WRITTEN REQUEST 1: Select every line in the entries below that contains the word "blurred", and copy each one.
## begin EXCERPTED TEXT
Next, we integrated a multiplexed MDNN capable of performing more complex recognition tasks with a commercial CMOS sensor chip to form an ultra-compact sensing and computing all-in-one chip architecture, and statistically study its recognition performance. Figure 5a–c show the schematic and physical diagrams of the on-chip MDNN. The fabricated MDNN was monolithically bonding to the CMOS imaging sensor by an optically clear adhesive (OCA) of 100-µm thickness for on-chip integration. The MDNN side of the device faces toward the CMOS chip, while the substrate faces outward, so that the distance from the MDNN to the CMOS imaging sensor, i.e., the diffraction distance, can be precisely controlled. The MDNN was designed to achieve four-category classification under each of the two-liner polarizations, containing the digits “0”, “1”, “3”, “9” and fashion products “t-shirts”, “sneaker” “trouser”, “ankle boots”, numbered from 1 to 8. The parameters of the MDNN design were the same as the previous ones except for the number of categories. In the experiments, many different sets of inputs were fabricated to systematically study the recognition performance of the device. Figure 5d reports selected examples from the experimental results of the on-chip MDNNs. We obtained the images of the CMOS output and counted the intensity distribution of each assigned detection region. It can be clearly observed that the corresponding regions get the maximum signal, proving the success of our on-chip MDNN inference capability. We selected 160 groups from the set of images that were numerically proven to be correctly classified, i.e., 20 different inputs for each category, and the statistical results of the experiments are shown in Fig. 5e. Our on-chip MDNN matches well with 93.75% and 95% between experiments and numerical simulations for digital and fashionable items, respectively. The reasons for the few target identification errors could be experimental fabrication errors, such as deviations in the overlay, and statistical errors (part of the background light affects the comparison of the intensity of the two largest detection regions).
Discussion
We demonstrated the theoretical design and experimental implementation of a polarization-multiplexed metasurface-based all-optical linear neural network to perform various recognition tasks, such as recognizing handwritten digits and fashion items. The physical network is integrated with CMOS imaging sensors for miniaturized and portable sensing and computing all-in-one chip. Although there were also explorations of on-chip integration26,52, our architecture can be easily mass-produced because both CMOS chips and metasurfaces can be manufactured based on semiconductor processes. Another huge advantage of MDNN is the ability to fully exploit parallel operations of light by using the multiplexing of the metasurface. Many multiplexing schemes of the metasurface, including more polarization channel multiplexing46, wavelength multiplexing53, spatial multiplexing54, and vortex multiplexing55, can be endowed to the all-ONN to expand neural network channels. Moreover, the proposed MDNN has a subwavelength pixel size of 400 nm in the visible range, empowering the effective areal density of neurons of 6.25 × 106 mm−2 for a single channel which will be further boosted by the combination with multiplexing. Though our fabricated on-chip MDNN has only one hidden layer, the simplest neural network, it is sufficient to demonstrate the classification of a total of eight targets within two channels (Fig. 5). To obtain higher recognition accuracy and more complex recognition characteristics, multi-layer meta-neurons can be precisely fabricated by overlay lithography56,57. To verify the feasibility, we have designed and simulated the multi-layer cladding metasurfaces (see Supplementary Note 3 for more details) as well as an MDNN framework with five hidden layers and 280 × 280 × 5 meta-neurons (Supplementary Fig. S4). The limitation of our linear MDNN system is that the “depth” it has is quantified by the number of linear diffraction layers, which is different from the nonlinear “depth” in the field of deep learning and signal processing. However, in the future, if the optical nonlinear activation function is incorporated into this system, it will break this limitation and bring a similar “depth” effect.
## end EXCERPTED TEXT
## begin DATASET RECORDS
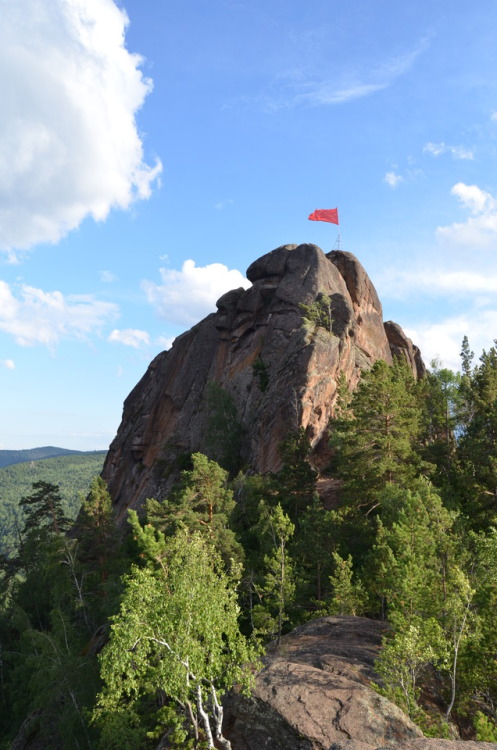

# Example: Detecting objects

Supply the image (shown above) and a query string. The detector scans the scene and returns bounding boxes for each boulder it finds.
[225,616,496,750]
[102,244,422,524]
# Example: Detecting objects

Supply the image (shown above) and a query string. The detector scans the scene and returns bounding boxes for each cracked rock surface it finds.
[102,244,424,525]
[225,616,497,750]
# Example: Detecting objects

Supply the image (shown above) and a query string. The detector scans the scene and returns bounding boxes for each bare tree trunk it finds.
[197,685,216,750]
[211,683,231,750]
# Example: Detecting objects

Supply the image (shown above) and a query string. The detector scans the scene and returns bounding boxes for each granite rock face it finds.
[103,245,424,521]
[225,616,497,750]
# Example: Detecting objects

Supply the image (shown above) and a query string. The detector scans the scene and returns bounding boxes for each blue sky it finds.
[0,0,497,450]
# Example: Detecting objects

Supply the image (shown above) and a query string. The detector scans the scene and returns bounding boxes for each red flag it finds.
[308,208,338,224]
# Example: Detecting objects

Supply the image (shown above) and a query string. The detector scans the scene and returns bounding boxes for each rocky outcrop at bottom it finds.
[225,616,497,750]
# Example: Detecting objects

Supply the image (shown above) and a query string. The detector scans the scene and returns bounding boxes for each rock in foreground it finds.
[226,616,497,750]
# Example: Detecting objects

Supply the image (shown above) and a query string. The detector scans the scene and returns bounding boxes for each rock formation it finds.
[225,616,497,750]
[103,244,424,521]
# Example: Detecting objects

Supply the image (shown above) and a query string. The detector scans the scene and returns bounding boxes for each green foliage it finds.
[273,427,317,526]
[299,292,333,333]
[205,381,243,476]
[375,618,442,719]
[474,711,497,742]
[253,503,295,644]
[328,552,366,615]
[331,360,421,511]
[0,451,105,556]
[146,453,243,566]
[94,523,257,747]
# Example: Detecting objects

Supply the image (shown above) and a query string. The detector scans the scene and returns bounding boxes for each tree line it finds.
[0,339,497,750]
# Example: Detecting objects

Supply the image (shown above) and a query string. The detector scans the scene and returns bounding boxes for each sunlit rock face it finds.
[103,244,424,522]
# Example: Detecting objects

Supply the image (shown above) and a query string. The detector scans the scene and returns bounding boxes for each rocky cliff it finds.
[103,244,424,522]
[225,616,497,750]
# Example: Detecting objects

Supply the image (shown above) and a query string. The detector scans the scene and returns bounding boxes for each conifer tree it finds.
[330,360,421,511]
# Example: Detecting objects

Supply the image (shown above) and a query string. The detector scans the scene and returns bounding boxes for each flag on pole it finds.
[308,208,338,224]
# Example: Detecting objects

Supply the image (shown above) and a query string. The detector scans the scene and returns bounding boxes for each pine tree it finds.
[330,360,421,511]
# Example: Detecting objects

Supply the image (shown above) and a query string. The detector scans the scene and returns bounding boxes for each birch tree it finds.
[94,517,257,750]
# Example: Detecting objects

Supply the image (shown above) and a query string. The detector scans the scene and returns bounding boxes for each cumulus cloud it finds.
[437,182,497,248]
[156,336,176,351]
[377,267,497,299]
[423,141,474,159]
[0,0,162,252]
[100,271,118,284]
[405,309,497,370]
[214,198,234,211]
[383,172,404,190]
[0,281,119,350]
[108,328,150,349]
[142,260,250,326]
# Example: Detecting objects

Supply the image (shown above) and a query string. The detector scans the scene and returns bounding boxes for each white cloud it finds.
[405,310,497,370]
[108,328,150,349]
[142,260,250,326]
[383,172,404,190]
[100,271,118,284]
[437,182,497,248]
[0,281,119,349]
[0,0,162,252]
[423,141,474,160]
[252,38,429,112]
[155,336,176,351]
[214,198,234,211]
[377,268,497,299]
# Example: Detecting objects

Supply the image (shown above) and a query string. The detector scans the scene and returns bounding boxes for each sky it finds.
[0,0,497,450]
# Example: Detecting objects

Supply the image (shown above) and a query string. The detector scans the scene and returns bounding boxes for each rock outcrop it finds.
[225,616,497,750]
[103,245,424,520]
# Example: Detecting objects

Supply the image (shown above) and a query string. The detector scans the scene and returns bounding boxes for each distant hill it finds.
[0,448,106,555]
[0,445,105,469]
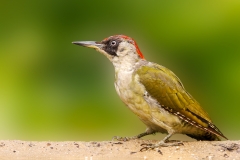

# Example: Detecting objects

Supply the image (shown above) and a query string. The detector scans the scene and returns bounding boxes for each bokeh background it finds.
[0,0,240,141]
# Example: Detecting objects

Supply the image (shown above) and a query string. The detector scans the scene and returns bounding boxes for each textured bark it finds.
[0,140,240,160]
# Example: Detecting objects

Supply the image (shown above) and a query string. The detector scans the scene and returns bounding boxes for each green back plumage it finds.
[136,64,226,138]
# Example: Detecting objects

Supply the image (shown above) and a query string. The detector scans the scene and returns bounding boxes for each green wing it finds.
[137,64,226,138]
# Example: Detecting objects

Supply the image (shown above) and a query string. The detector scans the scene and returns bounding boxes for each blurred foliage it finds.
[0,0,240,140]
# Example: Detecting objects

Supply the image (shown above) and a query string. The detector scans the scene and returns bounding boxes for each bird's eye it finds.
[110,41,117,46]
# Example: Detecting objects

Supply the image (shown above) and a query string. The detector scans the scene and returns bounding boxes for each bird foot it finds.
[140,141,183,152]
[112,136,138,142]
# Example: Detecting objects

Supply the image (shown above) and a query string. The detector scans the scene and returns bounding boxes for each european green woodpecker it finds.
[73,35,227,148]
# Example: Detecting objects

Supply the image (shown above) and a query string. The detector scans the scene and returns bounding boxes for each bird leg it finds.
[140,133,183,152]
[112,130,155,141]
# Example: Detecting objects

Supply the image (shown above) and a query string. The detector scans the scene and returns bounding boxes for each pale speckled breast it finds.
[115,68,179,133]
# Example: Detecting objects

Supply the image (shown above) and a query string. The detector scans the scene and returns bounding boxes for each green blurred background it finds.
[0,0,240,141]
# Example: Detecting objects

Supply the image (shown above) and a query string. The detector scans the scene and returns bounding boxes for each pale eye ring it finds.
[110,41,117,46]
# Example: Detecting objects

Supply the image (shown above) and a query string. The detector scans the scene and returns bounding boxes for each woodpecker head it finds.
[72,35,144,67]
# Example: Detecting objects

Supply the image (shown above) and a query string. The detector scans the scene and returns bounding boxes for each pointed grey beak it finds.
[72,41,102,49]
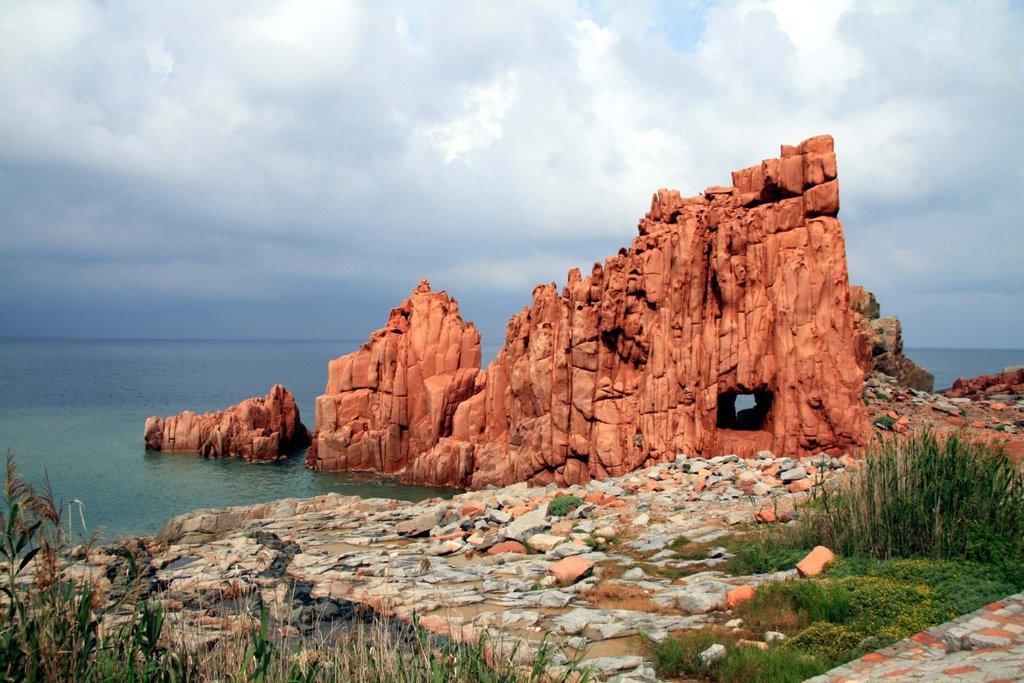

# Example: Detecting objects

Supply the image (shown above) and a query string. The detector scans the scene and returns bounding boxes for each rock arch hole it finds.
[717,389,772,431]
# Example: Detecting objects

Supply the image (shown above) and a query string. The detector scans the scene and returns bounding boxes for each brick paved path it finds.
[808,593,1024,683]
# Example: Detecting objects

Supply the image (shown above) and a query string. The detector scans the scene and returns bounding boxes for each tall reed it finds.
[804,431,1024,562]
[0,454,591,683]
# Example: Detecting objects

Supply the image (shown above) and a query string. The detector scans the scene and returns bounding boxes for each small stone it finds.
[722,510,751,526]
[526,533,565,553]
[394,511,440,537]
[427,541,465,555]
[736,638,768,650]
[548,555,594,586]
[623,567,647,581]
[778,465,807,483]
[699,643,726,665]
[487,541,526,555]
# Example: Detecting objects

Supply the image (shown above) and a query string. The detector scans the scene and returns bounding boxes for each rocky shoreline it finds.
[58,453,856,681]
[32,374,1024,681]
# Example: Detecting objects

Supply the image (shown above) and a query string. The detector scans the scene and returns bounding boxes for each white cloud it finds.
[417,72,518,164]
[0,0,1024,348]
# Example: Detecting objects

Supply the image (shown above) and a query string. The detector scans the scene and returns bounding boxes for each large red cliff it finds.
[143,384,310,461]
[307,136,866,487]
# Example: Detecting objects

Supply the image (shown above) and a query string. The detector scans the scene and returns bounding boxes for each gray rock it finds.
[778,465,807,482]
[394,509,441,537]
[699,643,725,664]
[722,510,754,526]
[623,567,647,581]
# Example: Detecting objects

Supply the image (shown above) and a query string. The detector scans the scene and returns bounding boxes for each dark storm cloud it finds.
[0,0,1024,346]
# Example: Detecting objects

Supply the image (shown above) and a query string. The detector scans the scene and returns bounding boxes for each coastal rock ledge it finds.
[306,135,867,488]
[144,384,311,462]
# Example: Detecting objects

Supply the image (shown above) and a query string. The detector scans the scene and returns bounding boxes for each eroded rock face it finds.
[306,280,482,481]
[144,384,310,461]
[850,286,935,391]
[307,136,866,487]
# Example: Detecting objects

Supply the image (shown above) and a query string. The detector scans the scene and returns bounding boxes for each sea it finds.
[0,339,1024,542]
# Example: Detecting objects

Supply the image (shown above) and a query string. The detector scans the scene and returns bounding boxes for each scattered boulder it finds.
[487,541,526,555]
[797,546,836,578]
[725,586,756,609]
[548,555,594,586]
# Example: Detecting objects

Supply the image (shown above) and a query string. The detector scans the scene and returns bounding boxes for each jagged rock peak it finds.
[307,135,866,487]
[143,384,311,461]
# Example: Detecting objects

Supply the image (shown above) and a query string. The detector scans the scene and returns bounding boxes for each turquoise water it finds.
[0,340,455,540]
[0,340,1024,539]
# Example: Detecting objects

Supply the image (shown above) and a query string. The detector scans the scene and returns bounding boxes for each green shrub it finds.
[649,629,828,683]
[648,629,736,677]
[780,622,867,666]
[548,496,583,517]
[723,529,810,577]
[802,432,1024,564]
[827,557,1024,615]
[714,647,828,683]
[828,577,955,642]
[0,456,592,683]
[739,581,853,634]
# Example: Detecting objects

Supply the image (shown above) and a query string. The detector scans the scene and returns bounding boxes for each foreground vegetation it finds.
[649,432,1024,682]
[0,456,590,683]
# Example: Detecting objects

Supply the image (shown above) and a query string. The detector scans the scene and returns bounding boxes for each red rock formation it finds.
[307,136,866,487]
[144,384,310,461]
[943,368,1024,398]
[850,286,935,391]
[306,280,481,481]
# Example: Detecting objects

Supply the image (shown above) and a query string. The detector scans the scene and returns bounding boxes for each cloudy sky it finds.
[0,0,1024,348]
## end DATASET RECORDS
WRITTEN REQUEST 2: According to the metasurface neural network text above, how thick was the optically clear adhesive used to bond the MDNN to the CMOS imaging sensor?

CORRECT RESULT 1:
Supply the image (shown above) and a query string. The detector scans the scene and returns bounding boxes for each blurred foliage it finds.
Supply the image (shown above) and a query string. The detector scans the scene and returns bounding boxes for each green blurred background it finds.

CORRECT RESULT 2: It was 100 µm thick.